— begin SUPPLIED ENTRIES —

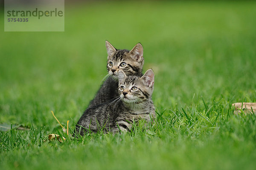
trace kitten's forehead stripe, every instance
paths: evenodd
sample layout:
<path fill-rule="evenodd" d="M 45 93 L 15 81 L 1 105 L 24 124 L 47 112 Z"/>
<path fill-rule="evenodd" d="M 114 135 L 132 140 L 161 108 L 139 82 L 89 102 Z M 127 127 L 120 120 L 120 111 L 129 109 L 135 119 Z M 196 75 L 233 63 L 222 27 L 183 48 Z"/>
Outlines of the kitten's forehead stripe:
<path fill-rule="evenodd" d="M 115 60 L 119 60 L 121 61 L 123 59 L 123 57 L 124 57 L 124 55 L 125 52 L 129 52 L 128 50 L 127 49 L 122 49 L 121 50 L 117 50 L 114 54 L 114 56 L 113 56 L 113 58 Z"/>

— end SUPPLIED ENTRIES —

Can you write out all lines of the entries above again, requests included but pictures omitted, with every coordinate in the answer outlines shifted up by 32 and the coordinates in the sample layouts left as they are?

trace kitten's forehead stripe, every instance
paths: evenodd
sample layout:
<path fill-rule="evenodd" d="M 45 93 L 15 81 L 1 105 L 24 124 L 47 112 Z"/>
<path fill-rule="evenodd" d="M 114 135 L 132 140 L 161 108 L 139 82 L 89 102 Z M 127 127 L 120 120 L 120 111 L 129 109 L 135 119 Z M 196 75 L 233 63 L 222 27 L 183 48 Z"/>
Outlines of the kitten's forehead stripe:
<path fill-rule="evenodd" d="M 147 92 L 151 92 L 153 93 L 155 91 L 155 89 L 156 89 L 156 87 L 157 84 L 161 84 L 160 82 L 159 81 L 154 81 L 153 82 L 149 82 L 146 86 L 146 88 L 145 88 L 145 90 Z"/>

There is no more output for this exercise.